(TEXTO)
◇ ◇ ◇ ◇ ◇ ◇ ◇

O dedo de Deus, artigo do padre Charles Borg

“Crê somente”! Esta foi a principal recomendação que o Senhor Jesus dirigiu a Jairo, chefe de uma sinagoga, ao lhe chegar o aviso que sua filha havia falecido. O episódio está registrado nos três evangelhos sinóticos, indicativo que integrava a primitiva catequese das comunidades cristãs. O Mestre Jesus pedia a Jairo um voto de confiança, insinuando que nem tudo está acabado apesar do quadro desolador. De fato, Jesus devolveu viva a filha a Jairo! Esta atitude de absoluta confiança solicitada por Jesus a Jairo representa o pilar constitutivo de toda experiência cristã. E, por extensão, de todo real êxito da condição humana. O Livro Sagrado apresenta uma sequência longa de situações em que aparentes fracassos terminam em auspiciosas vitórias.

A Bíblia é a crônica da vitória dos vulneráveis. A ressurreição da filha de Jairo é uma ilustração a mais da predileção de Deus por pessoas em situações de desespero, com o objetivo de convencer a todos que Ele, de fato, encaminha tudo para o bem de todos! Não é que Deus deixa acontecer o mal para fazer o bem. Tal cinismo é incompatível com a eterna bondade divina. Em sua configuração contingente, é inevitável que o ser humano passe por apertos de variadas naturezas. O segredo em direção à superação reside em reconhecer a própria vulnerabilidade. O processo curativo anda a partir da admissão da enfermidade.

O Todo-poderoso não se omite. Basta cultivar a devida paciência e confiar que ele aja no tempo dele.

◇ ◇ ◇ ◇ ◇ ◇ ◇

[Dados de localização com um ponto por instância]

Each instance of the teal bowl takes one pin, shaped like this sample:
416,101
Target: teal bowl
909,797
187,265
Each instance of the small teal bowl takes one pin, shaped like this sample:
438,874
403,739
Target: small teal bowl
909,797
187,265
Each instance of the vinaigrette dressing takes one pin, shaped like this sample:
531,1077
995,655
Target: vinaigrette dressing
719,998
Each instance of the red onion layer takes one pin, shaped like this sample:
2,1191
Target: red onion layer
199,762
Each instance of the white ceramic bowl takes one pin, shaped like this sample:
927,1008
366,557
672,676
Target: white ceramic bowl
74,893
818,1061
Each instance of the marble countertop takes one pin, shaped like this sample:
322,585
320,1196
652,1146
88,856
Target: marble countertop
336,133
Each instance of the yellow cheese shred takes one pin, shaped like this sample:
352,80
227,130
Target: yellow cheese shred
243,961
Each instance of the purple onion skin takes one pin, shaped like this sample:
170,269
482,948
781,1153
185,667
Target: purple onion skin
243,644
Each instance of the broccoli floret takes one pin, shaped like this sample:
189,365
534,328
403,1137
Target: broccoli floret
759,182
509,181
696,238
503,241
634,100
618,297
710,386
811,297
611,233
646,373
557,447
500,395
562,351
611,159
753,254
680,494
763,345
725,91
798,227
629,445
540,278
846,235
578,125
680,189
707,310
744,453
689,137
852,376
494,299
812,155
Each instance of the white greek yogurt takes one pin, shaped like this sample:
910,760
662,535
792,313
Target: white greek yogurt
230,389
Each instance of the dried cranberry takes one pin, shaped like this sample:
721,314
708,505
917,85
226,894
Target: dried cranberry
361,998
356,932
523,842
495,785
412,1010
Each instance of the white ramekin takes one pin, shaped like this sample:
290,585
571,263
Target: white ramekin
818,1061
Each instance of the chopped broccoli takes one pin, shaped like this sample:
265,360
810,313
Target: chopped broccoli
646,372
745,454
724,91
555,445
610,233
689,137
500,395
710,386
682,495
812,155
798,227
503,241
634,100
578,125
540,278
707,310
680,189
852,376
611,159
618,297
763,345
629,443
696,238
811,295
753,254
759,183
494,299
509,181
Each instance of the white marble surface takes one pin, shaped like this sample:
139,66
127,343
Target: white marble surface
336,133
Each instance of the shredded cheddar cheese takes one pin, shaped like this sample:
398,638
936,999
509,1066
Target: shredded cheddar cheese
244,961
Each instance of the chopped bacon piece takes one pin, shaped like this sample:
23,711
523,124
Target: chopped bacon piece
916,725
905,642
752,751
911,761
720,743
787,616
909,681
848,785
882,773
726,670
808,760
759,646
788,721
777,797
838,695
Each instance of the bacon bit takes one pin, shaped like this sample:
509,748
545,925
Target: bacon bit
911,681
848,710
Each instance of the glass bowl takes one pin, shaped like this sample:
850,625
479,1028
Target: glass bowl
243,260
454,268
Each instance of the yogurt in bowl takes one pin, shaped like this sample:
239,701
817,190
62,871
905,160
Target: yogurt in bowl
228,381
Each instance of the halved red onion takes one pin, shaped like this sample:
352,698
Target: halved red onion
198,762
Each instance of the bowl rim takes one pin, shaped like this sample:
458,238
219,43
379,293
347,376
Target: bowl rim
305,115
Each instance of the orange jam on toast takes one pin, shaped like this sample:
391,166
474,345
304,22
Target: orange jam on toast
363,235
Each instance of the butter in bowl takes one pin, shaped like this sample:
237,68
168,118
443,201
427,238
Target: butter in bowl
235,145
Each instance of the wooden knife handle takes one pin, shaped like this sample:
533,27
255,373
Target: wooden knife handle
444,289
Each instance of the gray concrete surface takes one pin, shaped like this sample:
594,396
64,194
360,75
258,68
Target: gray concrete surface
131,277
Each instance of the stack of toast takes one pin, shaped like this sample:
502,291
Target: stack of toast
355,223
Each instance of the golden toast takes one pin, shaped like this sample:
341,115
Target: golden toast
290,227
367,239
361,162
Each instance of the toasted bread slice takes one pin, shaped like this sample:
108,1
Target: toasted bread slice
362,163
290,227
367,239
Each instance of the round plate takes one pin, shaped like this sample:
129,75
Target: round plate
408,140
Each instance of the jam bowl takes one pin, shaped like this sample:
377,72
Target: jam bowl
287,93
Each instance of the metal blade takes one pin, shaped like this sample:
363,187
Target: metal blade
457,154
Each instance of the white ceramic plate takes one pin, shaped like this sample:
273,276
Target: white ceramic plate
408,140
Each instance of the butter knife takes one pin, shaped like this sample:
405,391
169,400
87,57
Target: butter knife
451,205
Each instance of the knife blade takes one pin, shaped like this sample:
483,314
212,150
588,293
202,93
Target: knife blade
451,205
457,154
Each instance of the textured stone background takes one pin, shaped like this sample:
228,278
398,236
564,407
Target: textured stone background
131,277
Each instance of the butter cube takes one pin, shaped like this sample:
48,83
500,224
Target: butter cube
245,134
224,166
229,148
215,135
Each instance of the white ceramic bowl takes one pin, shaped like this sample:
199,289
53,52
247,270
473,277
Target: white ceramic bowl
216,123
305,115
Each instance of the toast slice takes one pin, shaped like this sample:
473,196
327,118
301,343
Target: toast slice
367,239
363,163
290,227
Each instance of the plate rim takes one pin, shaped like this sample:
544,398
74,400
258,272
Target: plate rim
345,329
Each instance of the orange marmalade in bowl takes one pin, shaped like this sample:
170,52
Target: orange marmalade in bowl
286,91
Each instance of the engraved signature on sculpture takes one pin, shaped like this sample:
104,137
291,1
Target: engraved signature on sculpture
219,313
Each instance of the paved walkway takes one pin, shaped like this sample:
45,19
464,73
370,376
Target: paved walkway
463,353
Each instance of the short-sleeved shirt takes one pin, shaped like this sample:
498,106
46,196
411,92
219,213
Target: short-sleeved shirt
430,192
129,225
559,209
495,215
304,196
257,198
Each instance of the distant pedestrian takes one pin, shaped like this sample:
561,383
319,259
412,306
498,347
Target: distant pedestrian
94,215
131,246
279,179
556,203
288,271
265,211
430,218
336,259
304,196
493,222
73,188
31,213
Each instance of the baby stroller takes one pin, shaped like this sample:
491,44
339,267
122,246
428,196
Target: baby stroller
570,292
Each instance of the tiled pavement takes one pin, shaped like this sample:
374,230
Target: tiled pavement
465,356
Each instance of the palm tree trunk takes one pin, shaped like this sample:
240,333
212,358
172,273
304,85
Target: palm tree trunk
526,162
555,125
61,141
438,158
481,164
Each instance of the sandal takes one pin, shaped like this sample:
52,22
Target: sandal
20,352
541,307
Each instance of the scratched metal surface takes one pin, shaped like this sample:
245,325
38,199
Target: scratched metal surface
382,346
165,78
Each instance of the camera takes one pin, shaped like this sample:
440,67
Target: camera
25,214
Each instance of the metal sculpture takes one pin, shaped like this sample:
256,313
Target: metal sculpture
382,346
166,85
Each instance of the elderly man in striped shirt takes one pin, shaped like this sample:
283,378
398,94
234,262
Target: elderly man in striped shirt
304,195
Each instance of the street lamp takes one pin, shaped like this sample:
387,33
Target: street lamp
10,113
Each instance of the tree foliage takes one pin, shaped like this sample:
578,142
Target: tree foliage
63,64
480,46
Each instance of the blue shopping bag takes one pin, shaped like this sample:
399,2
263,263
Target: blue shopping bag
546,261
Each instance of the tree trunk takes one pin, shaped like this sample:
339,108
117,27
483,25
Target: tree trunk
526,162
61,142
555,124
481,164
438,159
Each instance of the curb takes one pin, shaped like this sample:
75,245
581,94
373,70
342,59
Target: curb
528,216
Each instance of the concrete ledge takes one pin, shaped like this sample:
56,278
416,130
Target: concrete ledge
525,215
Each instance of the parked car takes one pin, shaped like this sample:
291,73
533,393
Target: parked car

◇ ◇ ◇ ◇ ◇ ◇ ◇

(TAREFAS A EXECUTAR)
1. Transcreva do artigo o trecho compreendido entre "A Bíblia é a" e "no tempo dele.", inclusive.
2. Com base no artigo, explique por que o episódio da filha de Jairo é apresentado como parte da primitiva catequese das comunidades cristãs.

(SOLUÇÃO DAS TAREFAS)
1.
A Bíblia é a crônica da vitória dos vulneráveis. A ressurreição da filha de Jairo é uma ilustração a mais da predileção de Deus por pessoas em situações de desespero, com o objetivo de convencer a todos que Ele, de fato, encaminha tudo para o bem de todos! Não é que Deus deixa acontecer o mal para fazer o bem. Tal cinismo é incompatível com a eterna bondade divina. Em sua configuração contingente, é inevitável que o ser humano passe por apertos de variadas naturezas. O segredo em direção à superação reside em reconhecer a própria vulnerabilidade. O processo curativo anda a partir da admissão da enfermidade.

O Todo-poderoso não se omite. Basta cultivar a devida paciência e confiar que ele aja no tempo dele.

2. O episódio está registrado nos três evangelhos sinóticos. O artigo considera esse registro um indicativo de que ele integrava a primitiva catequese das comunidades cristãs.